=== Problem ===
Please report each line of the data below that contains "white".

=== Task material ===
<<<<

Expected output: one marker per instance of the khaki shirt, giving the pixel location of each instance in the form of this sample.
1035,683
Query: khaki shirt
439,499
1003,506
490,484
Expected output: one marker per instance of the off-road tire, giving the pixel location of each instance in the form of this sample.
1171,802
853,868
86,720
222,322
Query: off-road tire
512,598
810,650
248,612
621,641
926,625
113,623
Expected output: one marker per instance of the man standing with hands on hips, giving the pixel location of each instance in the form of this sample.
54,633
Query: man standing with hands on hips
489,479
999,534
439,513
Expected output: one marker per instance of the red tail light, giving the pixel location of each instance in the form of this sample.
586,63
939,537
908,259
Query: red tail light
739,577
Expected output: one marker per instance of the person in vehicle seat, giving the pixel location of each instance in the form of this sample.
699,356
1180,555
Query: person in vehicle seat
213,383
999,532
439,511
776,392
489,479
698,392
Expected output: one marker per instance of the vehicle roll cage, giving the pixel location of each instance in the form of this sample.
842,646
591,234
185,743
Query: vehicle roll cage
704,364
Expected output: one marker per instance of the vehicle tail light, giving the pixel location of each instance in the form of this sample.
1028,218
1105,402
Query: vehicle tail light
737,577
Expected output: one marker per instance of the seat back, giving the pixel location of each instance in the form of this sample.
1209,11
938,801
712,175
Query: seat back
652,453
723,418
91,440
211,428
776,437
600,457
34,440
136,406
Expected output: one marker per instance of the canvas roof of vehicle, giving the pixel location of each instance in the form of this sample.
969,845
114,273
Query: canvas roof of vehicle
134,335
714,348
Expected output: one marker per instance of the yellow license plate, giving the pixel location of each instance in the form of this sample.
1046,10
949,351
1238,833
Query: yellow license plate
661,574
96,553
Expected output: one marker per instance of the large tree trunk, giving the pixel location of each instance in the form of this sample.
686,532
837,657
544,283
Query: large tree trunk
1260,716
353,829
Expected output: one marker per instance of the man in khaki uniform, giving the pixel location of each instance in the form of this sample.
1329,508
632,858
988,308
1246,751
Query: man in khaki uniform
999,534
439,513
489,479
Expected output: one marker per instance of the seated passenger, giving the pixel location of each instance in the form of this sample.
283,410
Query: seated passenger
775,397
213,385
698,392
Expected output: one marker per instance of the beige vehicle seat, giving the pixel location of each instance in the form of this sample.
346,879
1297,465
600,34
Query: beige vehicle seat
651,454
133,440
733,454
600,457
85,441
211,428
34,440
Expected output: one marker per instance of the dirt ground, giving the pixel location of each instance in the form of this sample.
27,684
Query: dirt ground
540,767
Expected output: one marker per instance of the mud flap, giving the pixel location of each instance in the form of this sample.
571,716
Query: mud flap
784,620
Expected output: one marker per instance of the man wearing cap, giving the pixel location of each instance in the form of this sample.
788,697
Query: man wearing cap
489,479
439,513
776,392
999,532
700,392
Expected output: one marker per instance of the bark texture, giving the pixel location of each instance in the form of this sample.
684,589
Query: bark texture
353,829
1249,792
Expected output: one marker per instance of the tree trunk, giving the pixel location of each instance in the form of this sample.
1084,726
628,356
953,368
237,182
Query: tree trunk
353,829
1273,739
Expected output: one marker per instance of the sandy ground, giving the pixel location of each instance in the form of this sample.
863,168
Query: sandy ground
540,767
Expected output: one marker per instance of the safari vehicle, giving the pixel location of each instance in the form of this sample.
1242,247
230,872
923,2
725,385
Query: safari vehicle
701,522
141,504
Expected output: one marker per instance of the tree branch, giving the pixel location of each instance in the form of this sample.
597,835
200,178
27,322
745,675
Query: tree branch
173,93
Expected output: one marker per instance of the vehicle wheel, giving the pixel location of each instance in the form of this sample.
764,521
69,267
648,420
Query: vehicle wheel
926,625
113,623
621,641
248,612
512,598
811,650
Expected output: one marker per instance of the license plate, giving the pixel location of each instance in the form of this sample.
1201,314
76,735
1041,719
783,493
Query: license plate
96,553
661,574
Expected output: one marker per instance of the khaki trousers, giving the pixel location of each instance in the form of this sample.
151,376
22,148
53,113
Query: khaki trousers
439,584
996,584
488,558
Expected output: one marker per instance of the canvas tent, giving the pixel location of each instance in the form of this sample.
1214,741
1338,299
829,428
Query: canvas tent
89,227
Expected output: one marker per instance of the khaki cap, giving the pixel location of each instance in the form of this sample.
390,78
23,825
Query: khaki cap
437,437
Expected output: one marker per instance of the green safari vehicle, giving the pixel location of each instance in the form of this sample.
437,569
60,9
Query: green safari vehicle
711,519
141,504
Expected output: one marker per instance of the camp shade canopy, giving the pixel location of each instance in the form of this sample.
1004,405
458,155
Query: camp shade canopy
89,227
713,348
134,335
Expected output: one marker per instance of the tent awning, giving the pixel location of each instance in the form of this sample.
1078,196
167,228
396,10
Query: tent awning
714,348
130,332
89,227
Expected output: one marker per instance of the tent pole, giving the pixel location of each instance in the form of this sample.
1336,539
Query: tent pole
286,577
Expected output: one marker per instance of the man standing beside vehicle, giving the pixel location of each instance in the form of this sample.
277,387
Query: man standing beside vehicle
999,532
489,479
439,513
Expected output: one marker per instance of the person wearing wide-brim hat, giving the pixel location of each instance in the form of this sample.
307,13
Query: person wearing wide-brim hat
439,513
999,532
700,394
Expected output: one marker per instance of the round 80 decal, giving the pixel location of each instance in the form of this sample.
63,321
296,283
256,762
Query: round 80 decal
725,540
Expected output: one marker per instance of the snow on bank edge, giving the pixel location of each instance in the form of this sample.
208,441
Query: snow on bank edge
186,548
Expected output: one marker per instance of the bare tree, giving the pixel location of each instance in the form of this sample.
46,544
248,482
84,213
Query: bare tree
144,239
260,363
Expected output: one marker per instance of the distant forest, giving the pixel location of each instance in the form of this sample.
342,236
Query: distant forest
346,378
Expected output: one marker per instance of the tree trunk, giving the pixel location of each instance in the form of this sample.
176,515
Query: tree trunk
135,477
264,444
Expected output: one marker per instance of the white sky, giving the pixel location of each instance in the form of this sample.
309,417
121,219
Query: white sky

>>>>

=== Problem solution ===
Expected output: one marker per instance of the white sky, giving the pixel location of each instance in the form of this sample.
Query: white sky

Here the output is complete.